● Extracted text:

>> begin

With the aim of converting souls rather than punishing them, the Jesuits were vital collaborators in the Roman Inquisition.

Interrogation at an inquisition tribunal, 17th-century coloured engraving © Bridgeman Images.

In August 1556 a 24-year-old student from the Kingdom of Naples was boiled alive in a pot of oil, pitch and turpentine in Rome’s Piazza Navona. The student’s name was Pomponio Algieri. His crime was an error of belief. Algieri had publicly and persistently claimed that the Catholic Church taught lies, that the pope had no authority and that people should be free to join churches other than the Church of Rome. To our ears, Algieri’s ideas are relatively uncontroversial. But to the cardinals of the Roman Inquisition they could not have been more dangerous.

It was the mission of the Roman Inquisition to stem the spread of heresy: ideas that conflicted with the teachings and authority of the Catholic Church. In the early 16th century, heresy had become a critical issue in Europe, when Martin Luther refuted Catholic doctrine and declared the pope an ‘anti-Christ’. Luther’s ideas moved people from all strata of society to reject Catholic orthodoxy and papal authority. They also gave inspiration and momentum to other religious reformers. Soon Christendom was fractured into conflicting religious camps: the Protestant Reformation had begun. For those who embraced it, the Reformation had liberated them from the corruption, doctrinal perversion and grinding yoke of Rome. But, for those who remained loyal to the Holy See, Luther had destroyed divinely ordained hierarchies and condemned thousands of souls to the fires of hell.

>> end

Object point labels:
>> begin

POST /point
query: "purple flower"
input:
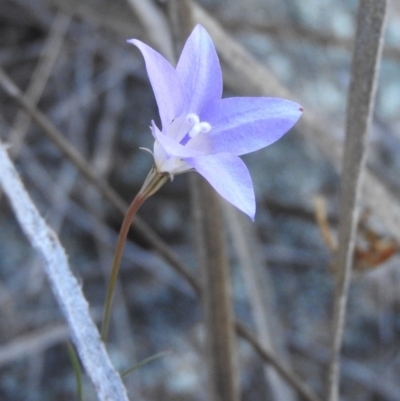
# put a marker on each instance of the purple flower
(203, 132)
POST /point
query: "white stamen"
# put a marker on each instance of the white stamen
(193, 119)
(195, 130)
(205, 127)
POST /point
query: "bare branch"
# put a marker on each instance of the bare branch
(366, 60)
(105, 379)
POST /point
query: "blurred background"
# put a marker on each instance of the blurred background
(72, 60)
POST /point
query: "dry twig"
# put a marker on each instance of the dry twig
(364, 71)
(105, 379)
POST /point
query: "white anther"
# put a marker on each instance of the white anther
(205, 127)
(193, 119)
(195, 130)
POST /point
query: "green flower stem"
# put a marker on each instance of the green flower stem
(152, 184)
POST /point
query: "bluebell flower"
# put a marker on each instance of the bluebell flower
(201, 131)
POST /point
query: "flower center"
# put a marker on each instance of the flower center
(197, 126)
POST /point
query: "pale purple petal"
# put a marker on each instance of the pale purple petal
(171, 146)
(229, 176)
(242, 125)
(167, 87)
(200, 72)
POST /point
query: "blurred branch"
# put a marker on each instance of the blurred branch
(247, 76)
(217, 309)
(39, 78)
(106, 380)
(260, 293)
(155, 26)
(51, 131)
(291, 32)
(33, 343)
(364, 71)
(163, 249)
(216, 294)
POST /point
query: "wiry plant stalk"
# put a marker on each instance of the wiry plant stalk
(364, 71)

>> end

● What is required:
Answer these questions from the text on the Roman Inquisition:
(a) How old was Pomponio Algieri when he was executed?
(b) In which Rome square was he executed?
(c) What did Martin Luther declare the pope to be?
The rows have no connection to the text on the Roman Inquisition.

● The completed task:
(a) 24 years old
(b) Piazza Navona
(c) An ‘anti-Christ’